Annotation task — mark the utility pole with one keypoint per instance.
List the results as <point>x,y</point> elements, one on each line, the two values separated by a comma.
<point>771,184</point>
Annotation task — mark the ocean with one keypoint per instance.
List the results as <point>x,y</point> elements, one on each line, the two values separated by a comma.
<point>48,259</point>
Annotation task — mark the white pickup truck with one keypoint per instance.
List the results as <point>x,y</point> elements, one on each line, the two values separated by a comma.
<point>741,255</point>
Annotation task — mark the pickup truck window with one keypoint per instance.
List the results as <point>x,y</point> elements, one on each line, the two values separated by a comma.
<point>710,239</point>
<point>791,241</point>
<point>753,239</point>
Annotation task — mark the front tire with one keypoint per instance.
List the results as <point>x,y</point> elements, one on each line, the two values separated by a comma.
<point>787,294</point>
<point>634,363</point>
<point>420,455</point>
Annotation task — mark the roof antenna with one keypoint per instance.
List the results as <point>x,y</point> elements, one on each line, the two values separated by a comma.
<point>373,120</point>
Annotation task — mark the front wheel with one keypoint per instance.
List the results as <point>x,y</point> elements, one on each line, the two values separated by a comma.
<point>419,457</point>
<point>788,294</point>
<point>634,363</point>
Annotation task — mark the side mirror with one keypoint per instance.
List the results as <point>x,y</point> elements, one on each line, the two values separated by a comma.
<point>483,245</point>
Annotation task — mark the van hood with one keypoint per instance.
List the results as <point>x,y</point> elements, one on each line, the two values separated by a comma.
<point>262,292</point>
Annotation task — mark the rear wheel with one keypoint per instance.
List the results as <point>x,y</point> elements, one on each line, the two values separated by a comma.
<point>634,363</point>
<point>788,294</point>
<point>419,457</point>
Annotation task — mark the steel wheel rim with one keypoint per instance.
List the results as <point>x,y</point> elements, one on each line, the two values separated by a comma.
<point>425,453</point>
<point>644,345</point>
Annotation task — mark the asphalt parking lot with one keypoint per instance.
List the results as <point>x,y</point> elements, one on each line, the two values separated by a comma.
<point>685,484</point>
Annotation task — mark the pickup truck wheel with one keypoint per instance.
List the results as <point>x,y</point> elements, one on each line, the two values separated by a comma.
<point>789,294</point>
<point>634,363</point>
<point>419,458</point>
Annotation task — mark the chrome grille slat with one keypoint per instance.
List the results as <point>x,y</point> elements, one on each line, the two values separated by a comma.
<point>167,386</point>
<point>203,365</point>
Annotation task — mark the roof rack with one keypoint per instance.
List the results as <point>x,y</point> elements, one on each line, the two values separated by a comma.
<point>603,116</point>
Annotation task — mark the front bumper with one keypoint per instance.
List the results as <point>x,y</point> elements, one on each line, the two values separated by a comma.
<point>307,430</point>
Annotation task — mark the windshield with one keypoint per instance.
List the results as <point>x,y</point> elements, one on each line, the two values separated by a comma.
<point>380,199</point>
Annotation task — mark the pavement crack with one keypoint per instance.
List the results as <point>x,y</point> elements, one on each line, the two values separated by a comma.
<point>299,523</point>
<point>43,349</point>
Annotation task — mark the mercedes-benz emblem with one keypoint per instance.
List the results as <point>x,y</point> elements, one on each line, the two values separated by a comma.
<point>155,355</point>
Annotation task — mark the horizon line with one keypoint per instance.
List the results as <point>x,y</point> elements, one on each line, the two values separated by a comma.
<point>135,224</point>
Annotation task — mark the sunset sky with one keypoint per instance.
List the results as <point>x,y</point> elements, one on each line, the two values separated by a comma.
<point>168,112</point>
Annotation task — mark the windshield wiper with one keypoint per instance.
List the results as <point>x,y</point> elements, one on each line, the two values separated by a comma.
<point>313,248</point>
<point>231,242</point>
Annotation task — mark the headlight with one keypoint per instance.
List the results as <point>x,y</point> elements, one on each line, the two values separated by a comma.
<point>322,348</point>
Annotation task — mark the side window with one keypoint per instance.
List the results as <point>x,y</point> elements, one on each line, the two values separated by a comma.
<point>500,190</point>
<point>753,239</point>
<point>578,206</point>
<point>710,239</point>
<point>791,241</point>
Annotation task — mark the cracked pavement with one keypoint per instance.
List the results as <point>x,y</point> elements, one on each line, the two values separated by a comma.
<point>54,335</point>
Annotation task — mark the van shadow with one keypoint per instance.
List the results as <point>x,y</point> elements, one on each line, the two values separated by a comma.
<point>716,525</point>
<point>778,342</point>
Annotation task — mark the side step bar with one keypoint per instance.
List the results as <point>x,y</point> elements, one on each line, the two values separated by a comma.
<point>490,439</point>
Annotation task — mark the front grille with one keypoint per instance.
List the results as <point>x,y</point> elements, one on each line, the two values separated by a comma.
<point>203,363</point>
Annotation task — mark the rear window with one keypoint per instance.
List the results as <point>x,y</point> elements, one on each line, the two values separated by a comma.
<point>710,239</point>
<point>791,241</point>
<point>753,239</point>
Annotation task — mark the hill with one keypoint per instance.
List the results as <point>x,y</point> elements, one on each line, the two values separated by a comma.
★ ★ ★ ★
» **To do**
Retype the entries exactly from the first line, stopping after the line with "Annotation task — mark the front tire".

» **Solution to this task**
Annotation task — mark the utility pole with one keypoint per instance.
List the results as <point>x,y</point> elements, one on each line, the two values separated by a comma.
<point>771,184</point>
Annotation task — mark the ocean with one keypoint per instance.
List the results as <point>x,y</point> elements, one on each line, the two values separated by a comma.
<point>48,259</point>
Annotation task — mark the white pickup truck with one keypoint per instance.
List the results as <point>x,y</point> elements, one on each line, the two values separated by a comma.
<point>741,255</point>
Annotation task — mark the pickup truck window with one keypoint per instance.
List the results as <point>x,y</point> elements, one on each line, the two values separated by a comma.
<point>710,239</point>
<point>791,241</point>
<point>753,239</point>
Annotation task — mark the front tire with one keypoint per instance.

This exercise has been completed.